(WHAT YOU SHOULD DO)
Return each line of the listing below that contains the word "windshield", copying every such line in full.

(ENTRIES SUPPLIED)

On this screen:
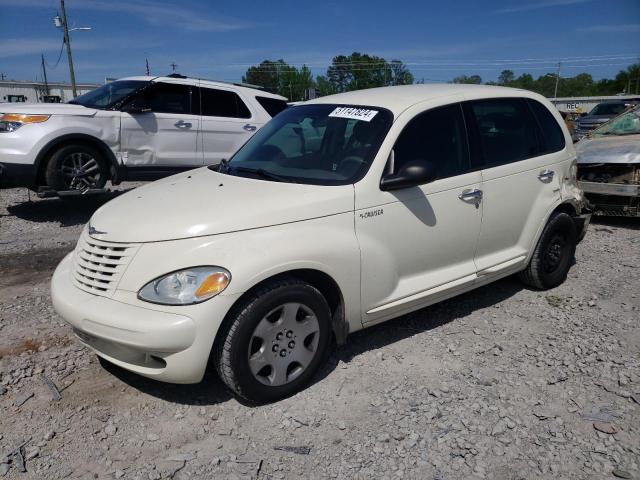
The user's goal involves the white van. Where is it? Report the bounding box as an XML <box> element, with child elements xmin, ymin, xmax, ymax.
<box><xmin>52</xmin><ymin>85</ymin><xmax>590</xmax><ymax>402</ymax></box>
<box><xmin>0</xmin><ymin>74</ymin><xmax>287</xmax><ymax>193</ymax></box>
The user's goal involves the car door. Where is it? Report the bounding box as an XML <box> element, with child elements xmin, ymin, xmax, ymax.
<box><xmin>120</xmin><ymin>81</ymin><xmax>202</xmax><ymax>170</ymax></box>
<box><xmin>200</xmin><ymin>84</ymin><xmax>263</xmax><ymax>165</ymax></box>
<box><xmin>354</xmin><ymin>103</ymin><xmax>482</xmax><ymax>323</ymax></box>
<box><xmin>464</xmin><ymin>98</ymin><xmax>566</xmax><ymax>276</ymax></box>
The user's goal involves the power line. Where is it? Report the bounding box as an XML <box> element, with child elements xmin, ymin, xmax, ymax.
<box><xmin>44</xmin><ymin>40</ymin><xmax>64</xmax><ymax>70</ymax></box>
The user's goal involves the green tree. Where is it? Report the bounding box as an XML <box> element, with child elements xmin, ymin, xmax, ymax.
<box><xmin>326</xmin><ymin>52</ymin><xmax>413</xmax><ymax>92</ymax></box>
<box><xmin>242</xmin><ymin>59</ymin><xmax>288</xmax><ymax>93</ymax></box>
<box><xmin>316</xmin><ymin>75</ymin><xmax>336</xmax><ymax>97</ymax></box>
<box><xmin>498</xmin><ymin>70</ymin><xmax>516</xmax><ymax>85</ymax></box>
<box><xmin>451</xmin><ymin>75</ymin><xmax>482</xmax><ymax>85</ymax></box>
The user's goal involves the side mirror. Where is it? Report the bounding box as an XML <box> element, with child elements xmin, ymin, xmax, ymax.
<box><xmin>122</xmin><ymin>102</ymin><xmax>151</xmax><ymax>115</ymax></box>
<box><xmin>380</xmin><ymin>160</ymin><xmax>437</xmax><ymax>191</ymax></box>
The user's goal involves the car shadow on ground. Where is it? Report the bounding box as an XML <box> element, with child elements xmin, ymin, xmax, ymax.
<box><xmin>7</xmin><ymin>189</ymin><xmax>132</xmax><ymax>227</ymax></box>
<box><xmin>101</xmin><ymin>277</ymin><xmax>524</xmax><ymax>406</ymax></box>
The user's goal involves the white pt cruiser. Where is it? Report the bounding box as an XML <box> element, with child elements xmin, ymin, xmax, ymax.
<box><xmin>52</xmin><ymin>85</ymin><xmax>589</xmax><ymax>402</ymax></box>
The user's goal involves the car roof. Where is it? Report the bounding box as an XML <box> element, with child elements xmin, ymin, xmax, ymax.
<box><xmin>118</xmin><ymin>75</ymin><xmax>287</xmax><ymax>101</ymax></box>
<box><xmin>305</xmin><ymin>83</ymin><xmax>546</xmax><ymax>115</ymax></box>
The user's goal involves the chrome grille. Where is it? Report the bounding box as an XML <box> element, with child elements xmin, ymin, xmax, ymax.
<box><xmin>73</xmin><ymin>232</ymin><xmax>140</xmax><ymax>297</ymax></box>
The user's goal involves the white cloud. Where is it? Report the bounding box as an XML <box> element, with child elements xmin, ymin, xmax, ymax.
<box><xmin>579</xmin><ymin>23</ymin><xmax>640</xmax><ymax>33</ymax></box>
<box><xmin>0</xmin><ymin>0</ymin><xmax>252</xmax><ymax>32</ymax></box>
<box><xmin>494</xmin><ymin>0</ymin><xmax>591</xmax><ymax>13</ymax></box>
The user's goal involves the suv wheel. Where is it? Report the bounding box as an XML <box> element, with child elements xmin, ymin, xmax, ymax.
<box><xmin>213</xmin><ymin>278</ymin><xmax>331</xmax><ymax>403</ymax></box>
<box><xmin>45</xmin><ymin>144</ymin><xmax>108</xmax><ymax>191</ymax></box>
<box><xmin>519</xmin><ymin>212</ymin><xmax>577</xmax><ymax>290</ymax></box>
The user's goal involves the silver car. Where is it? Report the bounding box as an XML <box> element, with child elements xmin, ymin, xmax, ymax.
<box><xmin>576</xmin><ymin>105</ymin><xmax>640</xmax><ymax>217</ymax></box>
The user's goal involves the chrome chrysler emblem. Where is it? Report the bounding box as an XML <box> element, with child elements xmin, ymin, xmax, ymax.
<box><xmin>89</xmin><ymin>225</ymin><xmax>107</xmax><ymax>235</ymax></box>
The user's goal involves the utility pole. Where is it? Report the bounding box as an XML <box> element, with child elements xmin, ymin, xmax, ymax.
<box><xmin>40</xmin><ymin>54</ymin><xmax>49</xmax><ymax>95</ymax></box>
<box><xmin>60</xmin><ymin>0</ymin><xmax>78</xmax><ymax>98</ymax></box>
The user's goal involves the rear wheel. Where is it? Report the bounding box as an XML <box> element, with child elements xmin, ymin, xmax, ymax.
<box><xmin>45</xmin><ymin>144</ymin><xmax>108</xmax><ymax>191</ymax></box>
<box><xmin>213</xmin><ymin>278</ymin><xmax>331</xmax><ymax>403</ymax></box>
<box><xmin>519</xmin><ymin>212</ymin><xmax>577</xmax><ymax>290</ymax></box>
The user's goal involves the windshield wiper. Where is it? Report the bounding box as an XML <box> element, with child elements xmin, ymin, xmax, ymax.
<box><xmin>226</xmin><ymin>165</ymin><xmax>296</xmax><ymax>183</ymax></box>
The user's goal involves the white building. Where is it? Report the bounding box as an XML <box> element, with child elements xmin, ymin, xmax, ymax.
<box><xmin>0</xmin><ymin>80</ymin><xmax>100</xmax><ymax>103</ymax></box>
<box><xmin>549</xmin><ymin>95</ymin><xmax>640</xmax><ymax>113</ymax></box>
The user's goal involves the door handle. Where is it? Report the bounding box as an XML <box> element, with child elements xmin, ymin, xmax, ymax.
<box><xmin>538</xmin><ymin>168</ymin><xmax>556</xmax><ymax>182</ymax></box>
<box><xmin>458</xmin><ymin>188</ymin><xmax>482</xmax><ymax>202</ymax></box>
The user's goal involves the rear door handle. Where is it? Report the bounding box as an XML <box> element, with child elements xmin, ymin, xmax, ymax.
<box><xmin>458</xmin><ymin>188</ymin><xmax>482</xmax><ymax>202</ymax></box>
<box><xmin>538</xmin><ymin>168</ymin><xmax>556</xmax><ymax>181</ymax></box>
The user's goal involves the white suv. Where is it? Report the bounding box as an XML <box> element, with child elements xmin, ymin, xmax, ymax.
<box><xmin>52</xmin><ymin>85</ymin><xmax>589</xmax><ymax>402</ymax></box>
<box><xmin>0</xmin><ymin>74</ymin><xmax>287</xmax><ymax>192</ymax></box>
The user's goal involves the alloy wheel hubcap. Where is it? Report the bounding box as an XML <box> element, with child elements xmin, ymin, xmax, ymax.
<box><xmin>61</xmin><ymin>152</ymin><xmax>100</xmax><ymax>190</ymax></box>
<box><xmin>247</xmin><ymin>303</ymin><xmax>320</xmax><ymax>387</ymax></box>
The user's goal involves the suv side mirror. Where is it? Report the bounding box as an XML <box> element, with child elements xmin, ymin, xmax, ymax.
<box><xmin>380</xmin><ymin>159</ymin><xmax>437</xmax><ymax>191</ymax></box>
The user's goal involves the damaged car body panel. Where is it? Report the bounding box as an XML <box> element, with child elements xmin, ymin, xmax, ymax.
<box><xmin>576</xmin><ymin>107</ymin><xmax>640</xmax><ymax>217</ymax></box>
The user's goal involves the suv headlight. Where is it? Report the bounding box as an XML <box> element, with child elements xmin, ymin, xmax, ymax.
<box><xmin>0</xmin><ymin>113</ymin><xmax>51</xmax><ymax>132</ymax></box>
<box><xmin>138</xmin><ymin>267</ymin><xmax>231</xmax><ymax>305</ymax></box>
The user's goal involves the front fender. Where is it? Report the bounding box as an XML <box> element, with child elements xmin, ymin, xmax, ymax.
<box><xmin>117</xmin><ymin>212</ymin><xmax>362</xmax><ymax>331</ymax></box>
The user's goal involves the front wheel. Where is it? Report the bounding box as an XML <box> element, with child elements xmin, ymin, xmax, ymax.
<box><xmin>213</xmin><ymin>278</ymin><xmax>331</xmax><ymax>403</ymax></box>
<box><xmin>45</xmin><ymin>144</ymin><xmax>108</xmax><ymax>191</ymax></box>
<box><xmin>519</xmin><ymin>212</ymin><xmax>577</xmax><ymax>290</ymax></box>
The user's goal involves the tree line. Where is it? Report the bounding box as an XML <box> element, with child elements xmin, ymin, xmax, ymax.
<box><xmin>242</xmin><ymin>52</ymin><xmax>640</xmax><ymax>101</ymax></box>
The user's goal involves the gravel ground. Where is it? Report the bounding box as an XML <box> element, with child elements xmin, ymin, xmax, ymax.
<box><xmin>0</xmin><ymin>185</ymin><xmax>640</xmax><ymax>480</ymax></box>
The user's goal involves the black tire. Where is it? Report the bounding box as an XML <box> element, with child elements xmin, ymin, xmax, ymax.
<box><xmin>44</xmin><ymin>143</ymin><xmax>109</xmax><ymax>191</ymax></box>
<box><xmin>519</xmin><ymin>212</ymin><xmax>577</xmax><ymax>290</ymax></box>
<box><xmin>212</xmin><ymin>278</ymin><xmax>331</xmax><ymax>404</ymax></box>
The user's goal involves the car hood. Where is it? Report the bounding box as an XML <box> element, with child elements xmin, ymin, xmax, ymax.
<box><xmin>575</xmin><ymin>135</ymin><xmax>640</xmax><ymax>164</ymax></box>
<box><xmin>0</xmin><ymin>103</ymin><xmax>97</xmax><ymax>117</ymax></box>
<box><xmin>89</xmin><ymin>168</ymin><xmax>354</xmax><ymax>243</ymax></box>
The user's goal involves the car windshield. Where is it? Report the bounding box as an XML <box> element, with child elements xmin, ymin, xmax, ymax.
<box><xmin>218</xmin><ymin>104</ymin><xmax>393</xmax><ymax>185</ymax></box>
<box><xmin>69</xmin><ymin>80</ymin><xmax>149</xmax><ymax>109</ymax></box>
<box><xmin>592</xmin><ymin>106</ymin><xmax>640</xmax><ymax>135</ymax></box>
<box><xmin>589</xmin><ymin>102</ymin><xmax>627</xmax><ymax>116</ymax></box>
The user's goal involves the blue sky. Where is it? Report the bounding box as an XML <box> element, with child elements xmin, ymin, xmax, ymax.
<box><xmin>0</xmin><ymin>0</ymin><xmax>640</xmax><ymax>82</ymax></box>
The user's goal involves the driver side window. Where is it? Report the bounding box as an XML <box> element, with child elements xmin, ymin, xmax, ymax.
<box><xmin>393</xmin><ymin>104</ymin><xmax>470</xmax><ymax>178</ymax></box>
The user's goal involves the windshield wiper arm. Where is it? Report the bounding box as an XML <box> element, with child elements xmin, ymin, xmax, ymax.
<box><xmin>227</xmin><ymin>165</ymin><xmax>296</xmax><ymax>183</ymax></box>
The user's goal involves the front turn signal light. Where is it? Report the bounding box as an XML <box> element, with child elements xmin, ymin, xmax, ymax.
<box><xmin>194</xmin><ymin>272</ymin><xmax>231</xmax><ymax>300</ymax></box>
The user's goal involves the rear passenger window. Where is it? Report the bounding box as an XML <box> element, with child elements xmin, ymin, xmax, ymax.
<box><xmin>200</xmin><ymin>87</ymin><xmax>251</xmax><ymax>118</ymax></box>
<box><xmin>139</xmin><ymin>83</ymin><xmax>191</xmax><ymax>115</ymax></box>
<box><xmin>256</xmin><ymin>97</ymin><xmax>288</xmax><ymax>117</ymax></box>
<box><xmin>467</xmin><ymin>98</ymin><xmax>540</xmax><ymax>168</ymax></box>
<box><xmin>393</xmin><ymin>104</ymin><xmax>469</xmax><ymax>178</ymax></box>
<box><xmin>527</xmin><ymin>99</ymin><xmax>564</xmax><ymax>153</ymax></box>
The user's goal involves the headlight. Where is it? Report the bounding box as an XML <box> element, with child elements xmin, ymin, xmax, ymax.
<box><xmin>138</xmin><ymin>267</ymin><xmax>231</xmax><ymax>305</ymax></box>
<box><xmin>0</xmin><ymin>113</ymin><xmax>51</xmax><ymax>132</ymax></box>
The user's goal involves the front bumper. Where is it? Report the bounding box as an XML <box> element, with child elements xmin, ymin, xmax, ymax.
<box><xmin>0</xmin><ymin>162</ymin><xmax>38</xmax><ymax>188</ymax></box>
<box><xmin>578</xmin><ymin>182</ymin><xmax>640</xmax><ymax>197</ymax></box>
<box><xmin>51</xmin><ymin>253</ymin><xmax>240</xmax><ymax>383</ymax></box>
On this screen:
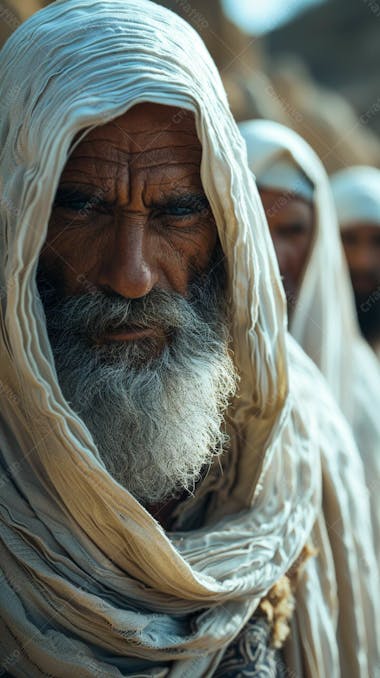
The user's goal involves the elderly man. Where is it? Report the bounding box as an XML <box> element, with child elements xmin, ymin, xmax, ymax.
<box><xmin>0</xmin><ymin>0</ymin><xmax>380</xmax><ymax>678</ymax></box>
<box><xmin>331</xmin><ymin>166</ymin><xmax>380</xmax><ymax>357</ymax></box>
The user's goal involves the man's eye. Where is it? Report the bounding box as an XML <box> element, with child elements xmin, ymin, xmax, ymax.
<box><xmin>54</xmin><ymin>191</ymin><xmax>101</xmax><ymax>216</ymax></box>
<box><xmin>157</xmin><ymin>196</ymin><xmax>210</xmax><ymax>219</ymax></box>
<box><xmin>165</xmin><ymin>207</ymin><xmax>199</xmax><ymax>217</ymax></box>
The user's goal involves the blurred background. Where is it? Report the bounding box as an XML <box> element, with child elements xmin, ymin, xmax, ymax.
<box><xmin>0</xmin><ymin>0</ymin><xmax>380</xmax><ymax>172</ymax></box>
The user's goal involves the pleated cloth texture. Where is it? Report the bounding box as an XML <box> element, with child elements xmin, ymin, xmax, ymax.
<box><xmin>0</xmin><ymin>0</ymin><xmax>380</xmax><ymax>678</ymax></box>
<box><xmin>240</xmin><ymin>120</ymin><xmax>380</xmax><ymax>596</ymax></box>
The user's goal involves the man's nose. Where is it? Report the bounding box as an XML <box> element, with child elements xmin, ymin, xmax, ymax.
<box><xmin>98</xmin><ymin>214</ymin><xmax>158</xmax><ymax>299</ymax></box>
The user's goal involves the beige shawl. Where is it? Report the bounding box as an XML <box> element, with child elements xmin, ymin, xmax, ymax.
<box><xmin>0</xmin><ymin>0</ymin><xmax>378</xmax><ymax>678</ymax></box>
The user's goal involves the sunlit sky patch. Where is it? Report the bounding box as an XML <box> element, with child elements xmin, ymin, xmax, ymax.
<box><xmin>222</xmin><ymin>0</ymin><xmax>325</xmax><ymax>35</ymax></box>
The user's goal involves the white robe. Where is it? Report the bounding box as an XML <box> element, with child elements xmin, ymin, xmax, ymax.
<box><xmin>0</xmin><ymin>0</ymin><xmax>380</xmax><ymax>678</ymax></box>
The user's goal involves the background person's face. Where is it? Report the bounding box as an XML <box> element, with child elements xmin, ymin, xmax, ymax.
<box><xmin>342</xmin><ymin>224</ymin><xmax>380</xmax><ymax>298</ymax></box>
<box><xmin>341</xmin><ymin>223</ymin><xmax>380</xmax><ymax>343</ymax></box>
<box><xmin>259</xmin><ymin>188</ymin><xmax>314</xmax><ymax>315</ymax></box>
<box><xmin>40</xmin><ymin>103</ymin><xmax>217</xmax><ymax>306</ymax></box>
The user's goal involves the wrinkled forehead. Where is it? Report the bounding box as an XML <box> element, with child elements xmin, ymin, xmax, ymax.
<box><xmin>73</xmin><ymin>102</ymin><xmax>201</xmax><ymax>154</ymax></box>
<box><xmin>63</xmin><ymin>102</ymin><xmax>202</xmax><ymax>179</ymax></box>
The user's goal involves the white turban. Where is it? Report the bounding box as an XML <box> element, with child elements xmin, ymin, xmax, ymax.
<box><xmin>0</xmin><ymin>0</ymin><xmax>379</xmax><ymax>678</ymax></box>
<box><xmin>331</xmin><ymin>165</ymin><xmax>380</xmax><ymax>229</ymax></box>
<box><xmin>240</xmin><ymin>120</ymin><xmax>380</xmax><ymax>580</ymax></box>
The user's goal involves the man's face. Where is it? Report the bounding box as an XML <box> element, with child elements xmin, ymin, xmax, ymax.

(FULL ANSWER)
The user's goal involves the windshield wiper. Where is it? Report the bounding box as an XML <box> element, with child elements xmin, ymin, xmax, ymax.
The user's goal involves the car windshield. Where is it? Report the bounding box as an XML <box> element, with child elements xmin, ymin, xmax, ymax.
The user's goal involves the windshield wiper arm. Where is it? Report the bounding box as an XML <box> element, with child elements xmin, ymin, xmax, ymax.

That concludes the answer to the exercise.